I'm not sure I see how the use of devm_ causes any other problems than
the fact that the parent device has been deleted. In the case of usb,
after usb_driver.disconnect it's not allowed to access the usb_device.
This means that the driver has to protect against this. The same applies
to the devm_ resources, after the device is gone, they're not available
anymore. It ofc is easier to protect one resource than several, but in
principal it's the same, isn't it?

For me the beauty of devres is that it removes the need for error paths
that are almost never exercised and the probe code is simpler and easy
to read.

>> In your case I think devm_tinydrm_register is correct (but a bit
>> strange).
> Yes, I don't think an explicit tinydrm_unregister() call in the driver's
> .remove() handler would be so difficult.
>
>> devm_tinydrm_init otoh looks like all the code it has should be moved into
>> the drm_driver->release callback. You can't destroy the dirty_lock while a
>> thread might be holding it right at that moment.
> Agreed too.
>
> Furthermore the devm_kzalloc() in tinydrm_display_pipe_init() seems suspicious
> to me. It should be easy to replace it with kzalloc(), the mode can be freed
> in tinydrm_connector_destroy().

It's safe since it's protected by connector detect(), but I agree with you.

> (And on a side note the direct mode copy without calling drm_mode_duplicate()
> in that function is also suspicious, although it might not be an issue in
> practice)
>
>>>>> +
>>>>> +       drm_fbdev_cma_dev_unplug(tdev->fbdev_cma);
>>>>> +       drm_dev_unplug(&tdev->drm);
>>>>> +
>>>>> +       /* Make sure framebuffer flushing is done */
>>>>> +       mutex_lock(&tdev->dirty_lock);
>>>>> +       mutex_unlock(&tdev->dirty_lock);
>>>> Is this really needed? Or, doesn't it just paper over a driver bug you
>>>> have already anyway, since native kms userspace can directly call
>>>> fb->funcs->dirty too, and you already protect against that.
>>>>
>>>> This definitely looks like the fbdev helper is leaking implementation
>>>> details to callers where it shouldn't do that.
>>> Flushing can happen while drm_dev_unplug() is called, and when we leave
>>> this function the device facing resources controlled by devres will be
>>> removed. Thus I have to make sure any such flushing is done before
>>> leaving so the next flush is stopped by the drm_dev_is_unplugged() check.
>>> I don't see any other way of ensuring that.
>>>
>>> I see now that I should move the call to drm_atomic_helper_shutdown()
>>> after drm_dev_unplug() to properly protect the pipe .enable/.disable
>>> callbacks.
>> Hm, calling _shutdown when the hw is gone already won't end well.
>> Fundamentally this race exists for all use-cases, and I'm somewhat
>> leaning towards plugging it in the core.
>>
>> The general solution probably involves something that smells a lot
>> like srcu, i.e. at every possible entry point into a drm driver
>> (ioctl, fbdev, dma-buf sharing, everything really) we take that
>> super-cheap read-side look, and drop it when we leave.

Extracted data:
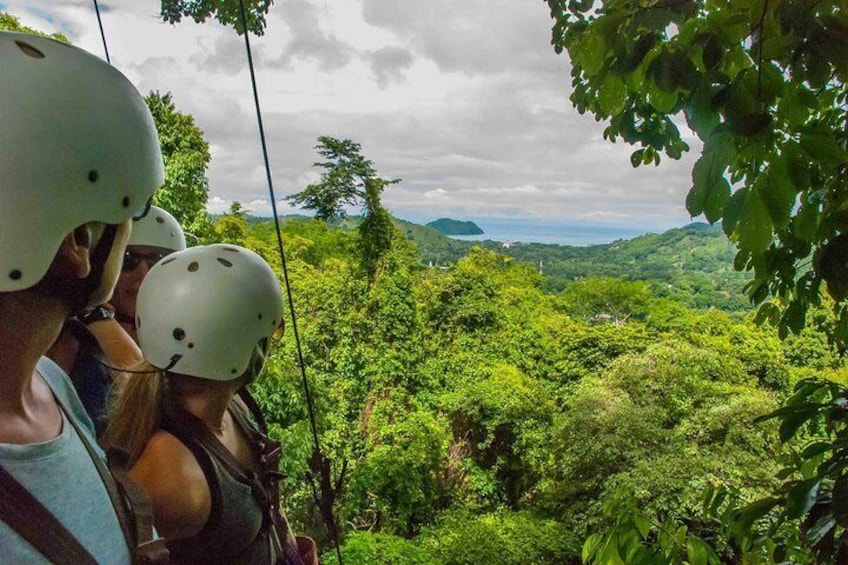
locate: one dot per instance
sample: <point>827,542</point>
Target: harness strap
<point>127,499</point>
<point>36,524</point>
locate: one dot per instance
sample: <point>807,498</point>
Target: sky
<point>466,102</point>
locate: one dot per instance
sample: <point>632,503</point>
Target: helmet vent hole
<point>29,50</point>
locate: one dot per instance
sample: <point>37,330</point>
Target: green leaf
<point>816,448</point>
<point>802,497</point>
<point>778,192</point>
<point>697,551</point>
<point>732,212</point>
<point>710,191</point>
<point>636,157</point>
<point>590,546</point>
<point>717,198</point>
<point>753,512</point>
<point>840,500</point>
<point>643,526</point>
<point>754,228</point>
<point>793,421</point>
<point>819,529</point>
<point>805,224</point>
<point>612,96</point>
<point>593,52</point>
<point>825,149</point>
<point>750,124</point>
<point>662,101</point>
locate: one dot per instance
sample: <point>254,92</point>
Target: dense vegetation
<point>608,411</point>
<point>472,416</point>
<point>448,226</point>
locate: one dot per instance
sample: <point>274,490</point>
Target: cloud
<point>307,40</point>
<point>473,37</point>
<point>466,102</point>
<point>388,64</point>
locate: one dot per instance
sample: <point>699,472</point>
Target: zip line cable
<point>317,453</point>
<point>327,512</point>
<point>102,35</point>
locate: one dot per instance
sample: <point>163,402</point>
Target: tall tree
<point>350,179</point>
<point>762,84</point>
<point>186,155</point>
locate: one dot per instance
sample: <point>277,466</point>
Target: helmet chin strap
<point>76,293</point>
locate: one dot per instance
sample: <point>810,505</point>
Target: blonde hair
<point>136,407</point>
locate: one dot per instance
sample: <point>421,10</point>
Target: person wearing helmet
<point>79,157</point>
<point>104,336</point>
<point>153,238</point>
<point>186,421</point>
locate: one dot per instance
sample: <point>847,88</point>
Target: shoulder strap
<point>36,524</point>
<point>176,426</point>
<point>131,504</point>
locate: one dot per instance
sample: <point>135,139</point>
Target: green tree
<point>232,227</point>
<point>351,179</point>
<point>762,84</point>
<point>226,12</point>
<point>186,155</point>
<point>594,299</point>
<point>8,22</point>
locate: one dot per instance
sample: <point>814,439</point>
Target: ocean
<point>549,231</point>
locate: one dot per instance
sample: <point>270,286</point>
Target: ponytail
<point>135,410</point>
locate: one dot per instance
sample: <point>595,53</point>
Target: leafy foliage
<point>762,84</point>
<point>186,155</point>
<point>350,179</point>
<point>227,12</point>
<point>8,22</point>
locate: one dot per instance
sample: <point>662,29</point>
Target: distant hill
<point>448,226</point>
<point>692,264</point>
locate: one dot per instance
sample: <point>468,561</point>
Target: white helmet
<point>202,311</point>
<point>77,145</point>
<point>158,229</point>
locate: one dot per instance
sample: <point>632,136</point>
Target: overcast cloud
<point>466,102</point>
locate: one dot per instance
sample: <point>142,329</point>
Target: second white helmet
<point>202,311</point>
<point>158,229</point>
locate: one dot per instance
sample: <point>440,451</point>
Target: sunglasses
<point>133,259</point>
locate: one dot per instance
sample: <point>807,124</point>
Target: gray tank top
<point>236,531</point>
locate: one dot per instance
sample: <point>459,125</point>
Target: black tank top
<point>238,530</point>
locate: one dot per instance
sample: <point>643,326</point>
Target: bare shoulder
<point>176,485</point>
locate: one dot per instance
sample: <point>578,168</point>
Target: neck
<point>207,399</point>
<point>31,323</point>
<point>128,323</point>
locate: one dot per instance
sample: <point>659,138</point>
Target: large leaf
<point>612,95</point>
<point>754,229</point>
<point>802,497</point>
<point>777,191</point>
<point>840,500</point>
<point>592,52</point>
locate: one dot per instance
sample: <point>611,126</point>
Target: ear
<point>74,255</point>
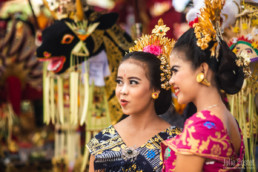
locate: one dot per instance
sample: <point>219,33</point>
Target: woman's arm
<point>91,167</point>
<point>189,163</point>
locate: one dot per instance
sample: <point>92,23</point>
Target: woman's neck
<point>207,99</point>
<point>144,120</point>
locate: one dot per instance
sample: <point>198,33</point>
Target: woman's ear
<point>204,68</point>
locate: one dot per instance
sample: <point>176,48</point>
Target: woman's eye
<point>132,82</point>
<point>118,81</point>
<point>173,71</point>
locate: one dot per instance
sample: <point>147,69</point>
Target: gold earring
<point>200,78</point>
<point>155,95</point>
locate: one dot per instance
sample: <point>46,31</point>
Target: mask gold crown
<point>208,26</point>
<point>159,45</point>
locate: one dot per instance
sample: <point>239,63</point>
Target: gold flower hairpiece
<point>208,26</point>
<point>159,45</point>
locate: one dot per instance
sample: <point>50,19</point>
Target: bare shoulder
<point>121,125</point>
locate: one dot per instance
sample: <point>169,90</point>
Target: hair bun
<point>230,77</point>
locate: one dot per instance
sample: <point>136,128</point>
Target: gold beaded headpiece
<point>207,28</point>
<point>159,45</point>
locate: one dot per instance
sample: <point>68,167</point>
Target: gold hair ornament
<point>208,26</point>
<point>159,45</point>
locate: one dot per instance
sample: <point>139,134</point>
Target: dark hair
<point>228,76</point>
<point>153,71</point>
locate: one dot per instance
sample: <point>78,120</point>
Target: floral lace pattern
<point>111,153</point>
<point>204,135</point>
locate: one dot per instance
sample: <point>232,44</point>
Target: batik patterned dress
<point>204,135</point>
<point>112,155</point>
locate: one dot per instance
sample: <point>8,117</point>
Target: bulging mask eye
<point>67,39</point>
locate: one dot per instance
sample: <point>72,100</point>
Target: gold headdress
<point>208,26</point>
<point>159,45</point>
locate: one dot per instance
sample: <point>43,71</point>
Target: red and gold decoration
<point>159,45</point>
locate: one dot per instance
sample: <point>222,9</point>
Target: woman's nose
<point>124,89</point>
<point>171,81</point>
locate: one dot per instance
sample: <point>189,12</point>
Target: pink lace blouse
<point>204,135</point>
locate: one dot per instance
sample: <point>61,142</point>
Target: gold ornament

---

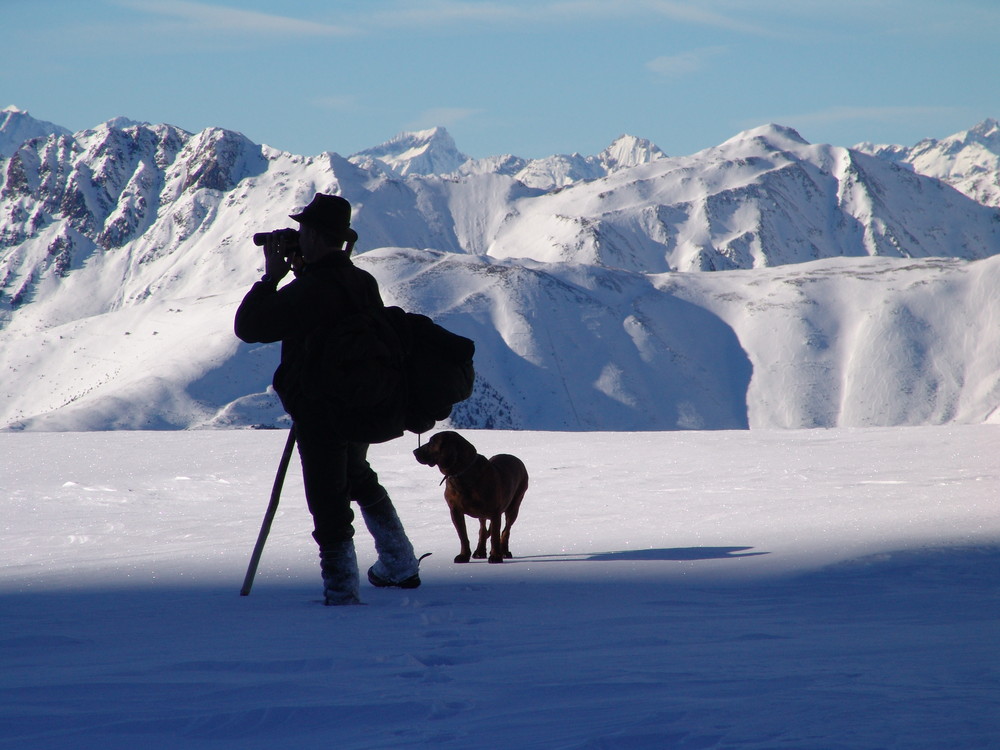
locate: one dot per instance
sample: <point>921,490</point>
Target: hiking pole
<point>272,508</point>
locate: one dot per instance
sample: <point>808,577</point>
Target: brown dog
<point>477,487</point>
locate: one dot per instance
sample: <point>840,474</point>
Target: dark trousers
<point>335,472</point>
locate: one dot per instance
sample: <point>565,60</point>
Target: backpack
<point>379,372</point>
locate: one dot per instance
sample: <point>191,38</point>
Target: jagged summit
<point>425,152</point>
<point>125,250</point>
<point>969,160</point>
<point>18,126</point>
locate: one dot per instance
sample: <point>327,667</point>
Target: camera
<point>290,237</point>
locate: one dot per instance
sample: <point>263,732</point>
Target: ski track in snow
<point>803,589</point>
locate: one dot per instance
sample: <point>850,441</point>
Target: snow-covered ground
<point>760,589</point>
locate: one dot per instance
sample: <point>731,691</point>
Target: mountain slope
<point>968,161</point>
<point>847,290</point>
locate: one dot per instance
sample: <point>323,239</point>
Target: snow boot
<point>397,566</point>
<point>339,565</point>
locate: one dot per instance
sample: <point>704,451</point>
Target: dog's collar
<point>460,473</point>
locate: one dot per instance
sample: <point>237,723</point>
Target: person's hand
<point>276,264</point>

Objective:
In the tinydrm discussion, which function is suggested as the place to free the mode if devm_kzalloc() in tinydrm_display_pipe_init() is replaced with kzalloc()?

Result for this task:
tinydrm_connector_destroy()